**What the task asks:**
All entries must be given again in full, exactly as they were supplied.

**Records shown:**
--------------------

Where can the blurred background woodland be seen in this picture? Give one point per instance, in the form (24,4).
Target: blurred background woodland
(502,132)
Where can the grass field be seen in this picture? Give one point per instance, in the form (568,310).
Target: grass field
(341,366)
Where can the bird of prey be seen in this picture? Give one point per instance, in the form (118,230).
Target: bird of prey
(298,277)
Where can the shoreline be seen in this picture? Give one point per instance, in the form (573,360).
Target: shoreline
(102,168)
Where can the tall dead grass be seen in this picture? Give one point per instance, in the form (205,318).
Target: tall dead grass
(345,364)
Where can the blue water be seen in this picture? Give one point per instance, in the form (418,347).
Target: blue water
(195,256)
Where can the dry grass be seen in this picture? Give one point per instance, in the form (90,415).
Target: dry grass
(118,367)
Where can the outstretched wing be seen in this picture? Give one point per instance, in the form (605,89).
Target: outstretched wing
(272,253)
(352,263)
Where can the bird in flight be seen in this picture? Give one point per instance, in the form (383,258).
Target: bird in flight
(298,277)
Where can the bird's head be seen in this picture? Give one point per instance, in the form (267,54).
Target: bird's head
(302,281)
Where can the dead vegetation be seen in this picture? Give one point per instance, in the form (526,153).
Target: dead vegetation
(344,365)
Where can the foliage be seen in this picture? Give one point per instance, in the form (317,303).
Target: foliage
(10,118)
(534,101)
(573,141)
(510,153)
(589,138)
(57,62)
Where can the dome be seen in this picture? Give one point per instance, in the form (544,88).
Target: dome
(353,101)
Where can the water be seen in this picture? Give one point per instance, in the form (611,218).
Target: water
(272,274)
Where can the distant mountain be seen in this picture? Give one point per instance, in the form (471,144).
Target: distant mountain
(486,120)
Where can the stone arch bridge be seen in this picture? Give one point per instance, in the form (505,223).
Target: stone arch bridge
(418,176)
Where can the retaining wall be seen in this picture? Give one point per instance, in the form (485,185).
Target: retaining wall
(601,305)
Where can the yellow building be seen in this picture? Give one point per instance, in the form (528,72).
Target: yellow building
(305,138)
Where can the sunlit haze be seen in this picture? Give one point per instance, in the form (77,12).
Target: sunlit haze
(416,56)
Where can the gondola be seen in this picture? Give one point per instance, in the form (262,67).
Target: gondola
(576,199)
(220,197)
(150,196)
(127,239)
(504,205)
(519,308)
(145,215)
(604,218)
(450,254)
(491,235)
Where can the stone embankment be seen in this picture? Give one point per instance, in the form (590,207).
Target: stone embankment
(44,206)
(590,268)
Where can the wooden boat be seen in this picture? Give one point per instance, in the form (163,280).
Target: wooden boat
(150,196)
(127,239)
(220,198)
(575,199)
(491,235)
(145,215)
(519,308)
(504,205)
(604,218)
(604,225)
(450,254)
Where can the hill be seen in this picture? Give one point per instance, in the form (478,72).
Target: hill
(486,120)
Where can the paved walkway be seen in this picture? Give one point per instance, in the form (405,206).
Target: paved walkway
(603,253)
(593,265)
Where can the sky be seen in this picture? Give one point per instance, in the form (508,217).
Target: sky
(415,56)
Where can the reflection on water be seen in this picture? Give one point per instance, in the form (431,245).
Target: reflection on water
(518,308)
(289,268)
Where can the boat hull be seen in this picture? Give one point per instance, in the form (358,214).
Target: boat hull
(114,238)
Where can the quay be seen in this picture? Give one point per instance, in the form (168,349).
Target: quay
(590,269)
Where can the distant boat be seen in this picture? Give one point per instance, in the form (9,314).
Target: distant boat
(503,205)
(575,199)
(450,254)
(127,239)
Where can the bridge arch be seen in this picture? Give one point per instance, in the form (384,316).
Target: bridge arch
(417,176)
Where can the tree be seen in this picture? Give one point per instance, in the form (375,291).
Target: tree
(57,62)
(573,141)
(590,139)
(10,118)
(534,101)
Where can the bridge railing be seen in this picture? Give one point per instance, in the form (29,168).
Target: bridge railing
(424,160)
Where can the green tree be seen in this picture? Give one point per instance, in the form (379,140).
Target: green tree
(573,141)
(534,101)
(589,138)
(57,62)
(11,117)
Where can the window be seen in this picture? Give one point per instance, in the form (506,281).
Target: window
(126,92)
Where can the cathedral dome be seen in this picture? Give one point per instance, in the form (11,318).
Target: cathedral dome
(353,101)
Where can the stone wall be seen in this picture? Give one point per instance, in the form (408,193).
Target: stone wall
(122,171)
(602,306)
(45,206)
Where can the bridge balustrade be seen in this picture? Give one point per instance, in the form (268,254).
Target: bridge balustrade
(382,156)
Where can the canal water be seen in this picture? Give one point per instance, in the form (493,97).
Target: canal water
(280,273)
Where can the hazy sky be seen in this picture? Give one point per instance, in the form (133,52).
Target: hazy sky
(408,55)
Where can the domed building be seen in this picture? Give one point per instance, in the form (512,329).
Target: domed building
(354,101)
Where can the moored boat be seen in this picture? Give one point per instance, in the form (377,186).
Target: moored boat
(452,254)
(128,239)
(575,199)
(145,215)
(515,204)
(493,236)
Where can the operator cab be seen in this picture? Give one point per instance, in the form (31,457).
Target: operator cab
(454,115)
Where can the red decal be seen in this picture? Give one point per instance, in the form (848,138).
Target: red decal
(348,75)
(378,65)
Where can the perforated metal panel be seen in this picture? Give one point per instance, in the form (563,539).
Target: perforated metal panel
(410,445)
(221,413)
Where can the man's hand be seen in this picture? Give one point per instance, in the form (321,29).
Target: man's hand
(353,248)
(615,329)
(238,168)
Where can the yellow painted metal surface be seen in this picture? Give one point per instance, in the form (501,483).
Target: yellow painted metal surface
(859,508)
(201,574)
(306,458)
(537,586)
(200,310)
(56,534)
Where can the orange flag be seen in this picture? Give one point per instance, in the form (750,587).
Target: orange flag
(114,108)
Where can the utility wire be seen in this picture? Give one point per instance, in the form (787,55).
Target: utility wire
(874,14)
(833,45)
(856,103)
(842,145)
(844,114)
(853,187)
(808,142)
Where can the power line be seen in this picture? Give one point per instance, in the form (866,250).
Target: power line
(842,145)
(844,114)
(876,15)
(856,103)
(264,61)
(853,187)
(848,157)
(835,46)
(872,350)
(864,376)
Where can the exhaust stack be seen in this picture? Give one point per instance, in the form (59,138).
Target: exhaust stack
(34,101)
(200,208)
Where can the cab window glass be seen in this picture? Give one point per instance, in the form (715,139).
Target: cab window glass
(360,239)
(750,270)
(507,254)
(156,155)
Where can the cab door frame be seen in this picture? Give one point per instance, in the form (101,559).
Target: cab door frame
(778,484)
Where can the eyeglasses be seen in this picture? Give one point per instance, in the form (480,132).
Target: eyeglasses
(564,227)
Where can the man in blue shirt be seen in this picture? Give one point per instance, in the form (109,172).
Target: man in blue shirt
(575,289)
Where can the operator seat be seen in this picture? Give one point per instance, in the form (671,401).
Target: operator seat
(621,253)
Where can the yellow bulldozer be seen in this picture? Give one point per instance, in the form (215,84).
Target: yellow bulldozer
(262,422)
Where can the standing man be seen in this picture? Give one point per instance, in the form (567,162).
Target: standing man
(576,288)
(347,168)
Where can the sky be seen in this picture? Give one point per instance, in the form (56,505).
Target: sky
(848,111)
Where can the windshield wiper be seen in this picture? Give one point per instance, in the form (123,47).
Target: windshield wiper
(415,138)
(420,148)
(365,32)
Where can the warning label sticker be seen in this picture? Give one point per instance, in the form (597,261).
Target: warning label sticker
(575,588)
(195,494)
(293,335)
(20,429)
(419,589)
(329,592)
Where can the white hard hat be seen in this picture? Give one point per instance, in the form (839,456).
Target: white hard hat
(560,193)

--------------------

**Solution below:**
Where can the blurred background woodland be seen in this picture? Give one point per instance, in the form (24,4).
Target: blurred background woodland
(502,132)
Where can the grass field be seen in this picture? Give one point per instance, in the form (568,310).
Target: grass field
(341,366)
Where can the bird of prey be seen in this picture? Give one point per instance, in the form (118,230).
Target: bird of prey
(298,277)
Where can the shoreline be seen in this picture? Give one point per instance, in the form (573,360).
Target: shoreline
(102,168)
Where can the tall dead grass be seen in this picture? Give one point per instance, in the form (205,318).
Target: tall dead grass
(345,364)
Where can the blue water be seen in this picture? Give one point per instance, in the form (418,347).
Target: blue water
(195,256)
Where can the dry grass be seen in this picture? Give one point per instance, in the form (90,415).
Target: dry grass
(118,367)
Where can the outstretched wing be seen in this picture? Give one point per instance, in the form (605,89).
Target: outstretched wing
(272,253)
(352,263)
Where can the bird in flight be seen in this picture? Give one point per instance, in the form (383,258).
Target: bird in flight
(298,277)
Where can the bird's head be seen in this picture? Give one point per instance, in the form (267,54).
Target: bird's head
(302,281)
Where can the dead vegetation be seen in this picture? Give one point per instance, in the form (526,153).
Target: dead vegetation
(344,365)
Where can the foliage be seen in this picture? Give one point per instance, in the form (317,303).
Target: foliage
(10,118)
(534,101)
(573,141)
(510,153)
(589,138)
(57,62)
Where can the dome be seen in this picture? Give one point per instance, in the form (544,88).
Target: dome
(353,101)
Where can the water be seen in this picture? Give one point per instance, in the form (611,218).
Target: water
(272,274)
Where can the distant mountain be seen in this picture? Give one point per instance, in the form (471,144).
Target: distant mountain
(486,120)
Where can the stone arch bridge be seen in this picture? Give one point per instance, in the form (505,223).
Target: stone arch bridge
(418,176)
Where can the retaining wall be seen in this picture? Give one point per instance, in the form (485,185).
Target: retaining wall
(601,305)
Where can the yellow building be seen in this picture? Give one point per instance, in the form (528,72).
Target: yellow building
(305,138)
Where can the sunlit haze be seen in this picture? Give one point per instance, in the form (77,12).
Target: sunlit haze
(416,56)
Where can the gondola be seen in this picture? Give one point per instance, in the form (262,67).
Target: gondola
(576,199)
(220,197)
(150,196)
(127,239)
(504,205)
(519,308)
(145,215)
(604,218)
(450,254)
(491,235)
Where can the stone embankment be seen in this picture? Give one point per instance, in the form (590,207).
Target: stone embankment
(44,206)
(590,268)
Where can the wooden boat be seen in this picture? Give one point per instance, in the form (163,280).
Target: wooden boat
(150,196)
(127,239)
(220,198)
(575,199)
(491,235)
(145,215)
(519,308)
(504,205)
(604,218)
(604,225)
(450,254)
Where can the hill be seen in this picture? Give one point per instance, in the form (478,72).
Target: hill
(486,120)
Where can the paved walkway be seen in this picture? Give one point per instance, in the form (405,206).
Target: paved walkway
(603,253)
(593,265)
Where can the sky be seen in this picture? Give one point per instance, in the form (508,217).
Target: sky
(415,56)
Where can the reflection on water be seen in this picture? Give one point per instance, in the form (431,245).
Target: reflection on water
(518,308)
(289,268)
Where can the boat hull be seen in this picture? Give one point per instance, in the form (358,214).
Target: boat hull
(114,238)
Where can the quay be seen in this picture? Give one point per instance, in the form (168,349).
Target: quay
(590,269)
Where can the distant boat be seen in this picture? Give one point per instance, in the form (9,314).
Target: distant boat
(503,205)
(575,199)
(450,254)
(127,239)
Where can the bridge arch be seen in this picture? Give one point per instance, in the form (384,316).
Target: bridge arch
(417,176)
Where can the tree be seen in this picture? Give one point per instance, in the form (375,291).
Target: tree
(57,62)
(573,141)
(590,139)
(10,118)
(534,101)
Where can the bridge railing be seen in this picture? Give one point per instance, in the form (29,168).
Target: bridge railing
(424,160)
Where can the green tree be seen in this picture? Give one point per instance, in the form (379,140).
Target: green tree
(573,141)
(534,101)
(589,138)
(57,62)
(11,117)
Where can the window be seen in this picture? Give one point per instance, in the form (506,281).
Target: window
(126,92)
Where can the cathedral dome be seen in this picture? Give one point per instance, in the form (11,318).
Target: cathedral dome
(353,101)
Where can the stone wall be seen in this picture? Give one point per instance, in the form (408,193).
Target: stone wall
(122,171)
(602,306)
(45,206)
Where can the bridge balustrade be seen in this picture? Give one point per instance, in the form (268,254).
Target: bridge balustrade
(382,156)
Where can the canal water be seen in this picture? Give one point per instance, in the form (493,97).
Target: canal water
(280,273)
Where can the hazy sky be seen in this picture? Give one point per instance, in the form (133,52).
Target: hazy sky
(408,55)
Where can the domed building be seen in this picture? Give one point per instance, in the form (512,329).
Target: domed building
(354,101)
Where can the moored boat be seen in this picture? Give one point per instance, in the form (377,186).
Target: moored boat
(452,254)
(128,239)
(575,199)
(145,215)
(515,204)
(493,236)
Where can the operator cab be seen in this picture? Give one point per instance, in the form (31,457).
Target: operator cab
(454,115)
Where can the red decal be seen in this picture? Give one point per instance, in the form (848,138).
Target: red decal
(348,75)
(378,65)
Where can the perforated metal panel be seen in this picture? Give one point per instance, in the form (563,539).
Target: perforated metal panel
(410,445)
(221,413)
Where can the man's hand be seen in this picture? Give one point per instance, in the form (321,29).
Target: man's hand
(353,248)
(615,329)
(238,168)
Where can the yellow painted metal surface be seen in this picture? Give one point per instance, in the form (501,483).
Target: yellow painted metal surface
(859,508)
(201,574)
(306,458)
(537,586)
(200,310)
(56,534)
Where can the orange flag be seen in this picture? Give one point per instance, in the form (750,587).
Target: orange flag
(114,108)
Where can the utility wire be seen in this picture? Give one point per instance, in the form (787,55).
Target: utility wire
(874,14)
(833,45)
(856,103)
(842,145)
(844,114)
(853,187)
(808,142)
Where can the power line be seen in this picture? Give one point per instance, in the form (866,250).
Target: power line
(842,145)
(844,114)
(876,15)
(856,103)
(264,61)
(853,187)
(848,157)
(835,46)
(872,350)
(864,376)
Where can the exhaust stack be seen in this picture? Give one point per instance, in the form (59,138).
Target: exhaust stack
(34,101)
(200,208)
Where can the cab window glass be seen in this picture? Give one point per instance, in the form (715,139).
Target: cab window glass
(360,239)
(750,270)
(507,254)
(156,155)
Where can the cab door frame be seen in this picture? Give one point per instance, in the form (101,559).
Target: cab door frame
(778,484)
Where can the eyeglasses be seen in this picture? Give one point per instance, in the form (480,132).
Target: eyeglasses
(564,227)
Where can the man in blue shirt be seen in this picture? Give one point per instance, in the form (109,172).
Target: man in blue shirt
(575,289)
Where can the operator seat be seen in this picture? Give one point per instance, in the form (671,401).
Target: operator seat
(621,253)
Where can the yellow bulldozer be seen in this picture? Give one point per instance, in the form (215,84).
Target: yellow bulldozer
(262,422)
Where can the standing man be seen in this picture? Give one point per instance, in the form (567,162).
Target: standing man
(576,288)
(347,168)
Where can the sky be seen in this picture? Give one point per instance, in the form (56,505).
Target: sky
(848,111)
Where can the windshield wiper be seen in this picture? Give one point per instance, in the form (123,47).
Target: windshield wiper
(415,138)
(420,148)
(365,32)
Where can the warning label sticker be seen in this picture? Give one point per instance, in the form (597,261).
Target: warning label sticker
(575,588)
(195,494)
(293,335)
(20,429)
(419,589)
(329,592)
Where can the white hard hat be seen in this picture? Give one point per instance, in the form (839,456).
Target: white hard hat
(560,193)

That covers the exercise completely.